◆ Dokumenttext ◆
————

Heute geht es um drei menschliche Verhaltensweisen, die zwar sehr beliebt und verbreitet sind, aber die besonders jetzt in der Brutzeit gar nicht cool für Vögel sind. Dabei ist es ganz leicht, all das nicht zu tun und damit sogar Vogelleben zu retten. Aber leider hört für einige die Vogelliebe genau an diesen Punkten auf. Es kann also sein, dass es hier um Sachen geht, über die du dich ganz furchtbar aufregen musst und du mich danach nicht mehr leiden kannst. Wenn du da genauso wenig Bock drauf hast wie ich, such dir gerne eine andere, heitereren Beitrag aus. → Diesen hier zum Beispiel.
Du bist noch da und tiefenentspannt? Cool. Dann mal los!
In dieser Folge haben eine Singdrossel, Baumhopfe, Flussregenpfeifer und Stieglitze ihren großen akustischen Auftritt. Alle weiteren Links findest du an der entsprechenden Stelle im Text markiert. Carina Wohlleben findest du u.a. als @vegan.wohl.leben auf Instagram.
1. Von Nestern fernhalten
Nester sind spannend, ich weiß. Sie sind deshalb beliebte Foto- und Forschungsobjekte von Naturinteressierten und Fotobegeisterten. Und diese Menschen richten dabei ohne böse Absicht so ganz nebenbei so richtig viel Schaden an.
Vögel sind besonders zur Brutzeit sehr verwundbar. Sie können dann nicht einfach ihren Standort wechseln. Sie sind an ihr Nest gebunden. Sie sind sehr stationär und kommen immer wieder zum selben Ort zurück. Das macht sie auch für ihre Fressfeinde berechenbar. Auch sind sie erschöpfter als sonst und auf eine Sache konzentriert: Reproduktion. Auch das trägt dazu bei, dass sie leichtere Beute werden.
Und auch wir Menschen sind für Vögel potenzielle Feinde. Wir sind groß, laut, hektisch und riechen merkwürdig. Wir stören sie. Wir stören sie in ihren normalen Abläufen und ihrem normalen Verhalten. Sie verlassen das Nest für einige Zeit, um sich in Sicherheit zu bringen und verzögern ihre Rückkehr. So können die Eier auskühlen und die Embryonen darin sterben. Vögel bleiben so lange wie möglich vom Nest fern, wenn wir uns in der Nähe aufhalten. Sie kommen seltener zum Füttern. Vielleicht verlassen sie ihr Nest und ihren Nachwuchs ganz, weil ihnen der Standort unsicher erscheint. Die Küken verhungern.

————

◆ Datensätze ◆
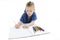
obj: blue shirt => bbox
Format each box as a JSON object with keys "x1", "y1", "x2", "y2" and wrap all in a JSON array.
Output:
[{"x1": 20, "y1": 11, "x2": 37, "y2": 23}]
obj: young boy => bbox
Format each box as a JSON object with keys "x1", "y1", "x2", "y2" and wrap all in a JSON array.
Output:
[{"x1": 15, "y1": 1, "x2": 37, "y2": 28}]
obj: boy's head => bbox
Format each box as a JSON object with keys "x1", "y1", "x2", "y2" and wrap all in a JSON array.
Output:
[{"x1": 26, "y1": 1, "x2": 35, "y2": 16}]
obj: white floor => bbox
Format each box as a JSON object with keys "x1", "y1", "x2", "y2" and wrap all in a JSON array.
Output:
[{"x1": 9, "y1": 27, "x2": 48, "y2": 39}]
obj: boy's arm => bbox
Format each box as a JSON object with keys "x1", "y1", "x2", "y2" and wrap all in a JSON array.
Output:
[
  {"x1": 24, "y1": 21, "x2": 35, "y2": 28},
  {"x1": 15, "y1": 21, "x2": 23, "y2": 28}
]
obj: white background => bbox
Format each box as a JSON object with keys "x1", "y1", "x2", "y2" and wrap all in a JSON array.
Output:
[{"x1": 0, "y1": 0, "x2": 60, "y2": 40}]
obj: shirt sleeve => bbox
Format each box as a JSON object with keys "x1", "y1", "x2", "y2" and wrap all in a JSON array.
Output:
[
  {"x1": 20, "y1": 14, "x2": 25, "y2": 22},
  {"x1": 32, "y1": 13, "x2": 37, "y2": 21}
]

————

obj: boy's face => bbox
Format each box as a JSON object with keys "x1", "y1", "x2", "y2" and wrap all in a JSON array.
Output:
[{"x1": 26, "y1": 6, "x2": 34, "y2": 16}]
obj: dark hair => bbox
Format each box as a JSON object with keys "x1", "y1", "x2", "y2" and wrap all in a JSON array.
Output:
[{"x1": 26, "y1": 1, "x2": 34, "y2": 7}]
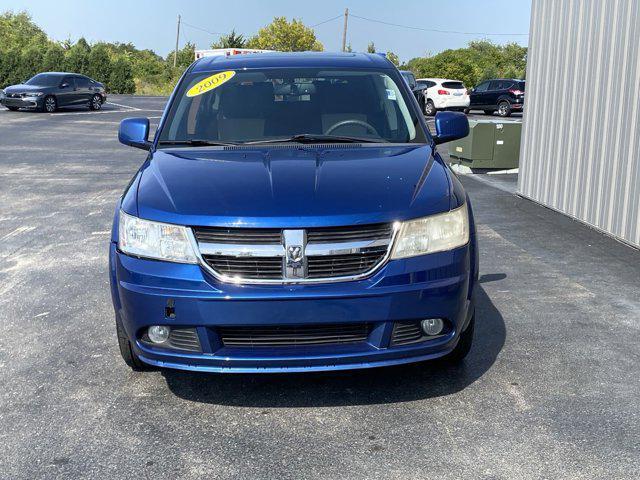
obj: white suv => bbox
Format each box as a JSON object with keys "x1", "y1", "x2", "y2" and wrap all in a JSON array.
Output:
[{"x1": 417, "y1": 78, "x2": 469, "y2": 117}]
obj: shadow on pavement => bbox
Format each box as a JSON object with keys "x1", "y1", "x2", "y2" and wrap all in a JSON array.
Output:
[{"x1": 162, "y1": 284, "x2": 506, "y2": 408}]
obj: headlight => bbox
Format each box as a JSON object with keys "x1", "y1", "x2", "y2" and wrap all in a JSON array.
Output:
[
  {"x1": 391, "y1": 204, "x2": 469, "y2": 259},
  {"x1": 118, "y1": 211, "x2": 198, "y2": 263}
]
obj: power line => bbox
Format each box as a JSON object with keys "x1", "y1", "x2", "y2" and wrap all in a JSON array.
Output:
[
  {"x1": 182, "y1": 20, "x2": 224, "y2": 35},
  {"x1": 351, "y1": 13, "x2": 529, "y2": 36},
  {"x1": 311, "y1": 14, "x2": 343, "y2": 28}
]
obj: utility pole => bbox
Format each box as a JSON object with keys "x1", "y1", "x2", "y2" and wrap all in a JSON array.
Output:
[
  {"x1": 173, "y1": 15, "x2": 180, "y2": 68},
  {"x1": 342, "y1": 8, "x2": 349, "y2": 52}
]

————

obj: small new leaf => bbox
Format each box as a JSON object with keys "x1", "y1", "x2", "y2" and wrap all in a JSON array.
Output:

————

◆ Ziel der Aufgabe ◆
Setze den Text über den Schutz von Vögeln in der Brutzeit nach seinem letzten Satz fort.

◆ Lösung ◆
Selbst wenn sie uns kennen oder zumindest an menschliche Nähe gewöhnt sind und sich wider allen Instinken nicht von uns stören lassen würden, so birgt unsere Neugier noch eine andere Gefahr: Wir können durch sie Feinde erst auf das Nest aufmerksam machen. Zwar ist ein Nest, das sogar wir Menschen finden, höchstwahrscheinlich eh nicht besonders gut versteckt, aber wir müssen es ja nicht noch heraufbeschwören.
Ich kann deine Neugier und deine Freude an der Natur und an Vögeln so gut verstehen, wirklich, und ich finde sie toll! Aber bitte stell deine eigenen Bedürfnisse mit diesem, vielleicht für dich neuen Wissen kurz zurück und halte dich von Nestern fern! Halte Abstand. Lass die Vögel in Ruhe. Die Nester kannst du auch im Herbst noch prima und in aller Ruhe untersuchen, wenn sie verlassen sind.
Eine viel bessere Alternative
Es gibt auch noch andere, für die Vögel ganz ungefährliche Möglichkeiten, sie bei der Brut zu beobachten (und in diesem Fall überwiegt der Nutzen wohl ausnahmsweise dem Anspruch auf Privatsphäre): Webcams.
Es gibt unzähliche Vogel-Webcams im ganzen Land, ach was: auf der ganzen Welt, mit denen wir uns die Brutzeit der Vögel ganz genau anschauen können, vom Nestbau über die Balz, die Eiablage bis zum ersten Riss im Ei. Wir können die kleinen Schnäbelchen sehen, wie sich sich aus dem Ei kämpfen, und kurz später bei ihrem ersten „Fresschen“ beobachten. Wir können zusehen, wie die Minis jeden Tag größer und größer und größer werden und schließlich ausfliegen. Egal, ob Weißstorch, Fischadler, Uhu, Mauersegler oder Blaumeise.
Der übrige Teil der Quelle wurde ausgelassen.